• [Article]
****
If he is there already recording (as he said he would be), most of the things you mention Hannes, would not be in play. And even with practicing, if you can't record this line that I have in 5 min, there is something seriously wrong with you. Based on his history, he would easily be able to do it. Even if it took him 15 min. - how does that justify $420, when I can hire him for $271 for 3 hrs?

Cheers.


----------



## Hannes_F (May 11, 2014)

Jeffrey, all information put together I think he actually figured you'd not have much experience and / or people to ask and tried to get an advantage out of this. Kudos to you for trying to find a oboe player. This experience must have been not very encouraging though. I also watched the other thread where you tried to find an online session player (I think that was you). If that is the best result you got then this is indeed not very good.

That being said if the man has his price then this is his price.


----------



## KEnK (May 11, 2014)

"rip off" is to strong a word here.

He's not stealing from you, just pricing himself above what you're willing to pay.
Simply look elsewhere.

k


----------



## Daryl (May 11, 2014)

Riff, did you find out how much AR, engineer and Pro Tools was going to cost you on top of his fee?

D


----------



## Daryl (May 11, 2014)

KEnK @ Sun May 11 said:


> "rip off" is to strong a word here.
> 
> He's not stealing from you, just pricing himself above what you're willing to pay.
> Simply look elsewhere.
> ...


Exactly.

D


----------



## AC986 (May 11, 2014)

JEFFREY!!!!

Have you thought for a second that he might not be interested in doing it? These guys are busy busy busy. Why not use a sample lib for just 18 seconds. Ask Andy B how much for an 18 sec Oboe mock. Who's going to know the difference.


----------



## Guy Rowland (May 11, 2014)

Jeffrey - read Daryl's detailed reply above. Supose he was rolling it in with 2 other remote sessions, that's great and splits the cost 3 ways. Let's say it takes him 3 hours to do all 3, so it's 1 hour each of studio / engineer / PT time.
****
• [Written problem A] From the rows below, pull out the stretch from the line containing "Exercise. Pick out the blurred green" through the line containing "<point>635,459</point>", both included, and reproduce those lines unchanged.
• [Written problem B] Continue the forum thread about the oboe player's session fee, picking up right after its final sentence.
****
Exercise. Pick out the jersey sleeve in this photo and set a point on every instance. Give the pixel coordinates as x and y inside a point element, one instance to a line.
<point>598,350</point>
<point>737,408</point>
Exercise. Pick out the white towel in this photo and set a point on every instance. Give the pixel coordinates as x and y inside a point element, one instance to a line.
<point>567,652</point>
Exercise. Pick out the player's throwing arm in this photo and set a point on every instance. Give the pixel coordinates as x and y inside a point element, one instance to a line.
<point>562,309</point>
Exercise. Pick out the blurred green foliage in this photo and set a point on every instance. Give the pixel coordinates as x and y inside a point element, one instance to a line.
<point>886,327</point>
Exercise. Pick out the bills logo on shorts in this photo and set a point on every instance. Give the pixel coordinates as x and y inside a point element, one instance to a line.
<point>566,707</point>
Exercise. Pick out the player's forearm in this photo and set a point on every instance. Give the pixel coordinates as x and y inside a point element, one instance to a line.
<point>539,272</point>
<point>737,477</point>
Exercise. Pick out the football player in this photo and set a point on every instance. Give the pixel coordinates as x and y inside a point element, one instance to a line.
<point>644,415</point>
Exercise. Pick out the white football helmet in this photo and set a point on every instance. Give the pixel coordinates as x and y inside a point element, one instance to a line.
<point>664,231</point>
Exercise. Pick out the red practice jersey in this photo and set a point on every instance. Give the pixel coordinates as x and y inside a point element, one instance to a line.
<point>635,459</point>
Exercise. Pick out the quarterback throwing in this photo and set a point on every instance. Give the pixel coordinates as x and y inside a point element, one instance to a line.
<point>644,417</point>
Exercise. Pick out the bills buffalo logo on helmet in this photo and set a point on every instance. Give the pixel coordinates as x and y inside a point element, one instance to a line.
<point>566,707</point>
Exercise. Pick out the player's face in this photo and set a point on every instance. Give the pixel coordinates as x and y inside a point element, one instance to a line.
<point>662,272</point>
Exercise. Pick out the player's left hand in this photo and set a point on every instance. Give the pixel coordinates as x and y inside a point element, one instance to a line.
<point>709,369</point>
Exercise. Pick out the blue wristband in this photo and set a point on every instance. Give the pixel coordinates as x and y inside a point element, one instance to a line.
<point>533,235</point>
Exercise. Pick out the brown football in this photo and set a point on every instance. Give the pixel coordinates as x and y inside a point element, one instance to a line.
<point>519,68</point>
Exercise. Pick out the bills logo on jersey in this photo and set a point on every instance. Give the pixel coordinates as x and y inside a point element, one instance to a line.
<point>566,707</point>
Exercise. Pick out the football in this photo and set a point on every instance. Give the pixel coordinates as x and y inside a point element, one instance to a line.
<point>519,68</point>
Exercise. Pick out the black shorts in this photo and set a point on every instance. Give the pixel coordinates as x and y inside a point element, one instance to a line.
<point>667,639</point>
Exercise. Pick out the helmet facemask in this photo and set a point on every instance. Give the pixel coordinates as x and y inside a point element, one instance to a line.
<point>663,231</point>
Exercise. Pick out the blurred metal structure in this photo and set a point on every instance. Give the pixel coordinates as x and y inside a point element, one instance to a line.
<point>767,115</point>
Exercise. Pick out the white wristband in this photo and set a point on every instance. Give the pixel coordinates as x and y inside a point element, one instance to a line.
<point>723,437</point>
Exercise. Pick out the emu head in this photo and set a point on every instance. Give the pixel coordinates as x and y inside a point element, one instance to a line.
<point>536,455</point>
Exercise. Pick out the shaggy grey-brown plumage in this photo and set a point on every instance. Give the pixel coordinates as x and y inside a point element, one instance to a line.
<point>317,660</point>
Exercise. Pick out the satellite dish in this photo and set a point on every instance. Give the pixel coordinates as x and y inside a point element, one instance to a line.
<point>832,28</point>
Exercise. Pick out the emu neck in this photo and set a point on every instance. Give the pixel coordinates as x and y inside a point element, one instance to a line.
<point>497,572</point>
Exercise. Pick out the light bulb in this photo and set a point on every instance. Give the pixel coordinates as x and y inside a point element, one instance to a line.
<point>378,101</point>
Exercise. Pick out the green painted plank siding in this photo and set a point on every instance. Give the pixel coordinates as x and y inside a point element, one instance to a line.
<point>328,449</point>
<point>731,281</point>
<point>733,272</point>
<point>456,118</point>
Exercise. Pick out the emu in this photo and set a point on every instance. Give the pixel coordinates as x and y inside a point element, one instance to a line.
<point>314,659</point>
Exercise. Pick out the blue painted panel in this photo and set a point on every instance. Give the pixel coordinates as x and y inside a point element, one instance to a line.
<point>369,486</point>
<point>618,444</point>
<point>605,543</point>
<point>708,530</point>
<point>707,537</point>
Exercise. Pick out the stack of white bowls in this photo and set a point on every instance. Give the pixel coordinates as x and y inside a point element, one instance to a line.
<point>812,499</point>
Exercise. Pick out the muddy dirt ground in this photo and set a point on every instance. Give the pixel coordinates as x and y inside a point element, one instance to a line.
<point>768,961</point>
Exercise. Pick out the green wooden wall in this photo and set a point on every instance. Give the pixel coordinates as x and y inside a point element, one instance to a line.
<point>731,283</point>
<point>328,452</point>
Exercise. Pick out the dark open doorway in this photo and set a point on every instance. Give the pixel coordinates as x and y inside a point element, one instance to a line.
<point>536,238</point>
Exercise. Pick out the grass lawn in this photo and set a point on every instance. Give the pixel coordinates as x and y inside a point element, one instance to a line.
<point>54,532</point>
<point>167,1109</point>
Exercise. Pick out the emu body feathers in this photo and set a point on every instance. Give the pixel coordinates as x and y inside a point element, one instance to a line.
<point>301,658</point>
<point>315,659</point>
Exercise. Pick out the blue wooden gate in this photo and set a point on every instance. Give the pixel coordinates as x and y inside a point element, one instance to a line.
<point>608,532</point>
****
• [Final result A]
Exercise. Pick out the blurred green foliage in this photo and set a point on every instance. Give the pixel coordinates as x and y inside a point element, one instance to a line.
<point>886,327</point>
Exercise. Pick out the bills logo on shorts in this photo and set a point on every instance. Give the pixel coordinates as x and y inside a point element, one instance to a line.
<point>566,707</point>
Exercise. Pick out the player's forearm in this photo and set a point on every instance. Give the pixel coordinates as x and y inside a point element, one instance to a line.
<point>539,272</point>
<point>737,477</point>
Exercise. Pick out the football player in this photo and set a point on every instance. Give the pixel coordinates as x and y inside a point element, one instance to a line.
<point>644,415</point>
Exercise. Pick out the white football helmet in this photo and set a point on every instance. Give the pixel coordinates as x and y inside a point element, one instance to a line.
<point>664,231</point>
Exercise. Pick out the red practice jersey in this photo and set a point on every instance. Give the pixel coordinates as x and y inside a point element, one instance to a line.
<point>635,459</point>

• [Final result B]
> Abbey Road engineers are usually around £80-100 per hour, and then you have to factor in set-up time (no matter how small) and room hire. AR1 is around £350/hr, AR2 £170 and you have to pay Pro Tools hire as well.



So just on costs of 1 engineer and, say, AR2 = £270 for the two per hour. He's charging you £250, so he's paying £20 to do the gig.

Sure there's assumptions there, but not unreasonable ones.

IMO, you're aiming way to high if you think that cost is unreasonable - Abbey Road and top film score player won't be peanuts, even rolling it into other sessions. Look around for guys with their own recording setups with less impressive CVs but good demos. Try Session Exchange that Matt linked above for starters - several woodwind players there.


----------



## Mike Greene (May 11, 2014)

I've paid rates similar to that before. It's on the higher side, but certain musicians can't be had for cheap, so if I want that guy, and if budget allows, I pay it.

18 seconds is irrelevant, in my opinion. I've done theme songs that were under 15 seconds, but I don't charge a lower rate for it. Whether it's 10 seconds or 60 seconds, the challenge is the coming up with the hook, not padding the other 45 seconds.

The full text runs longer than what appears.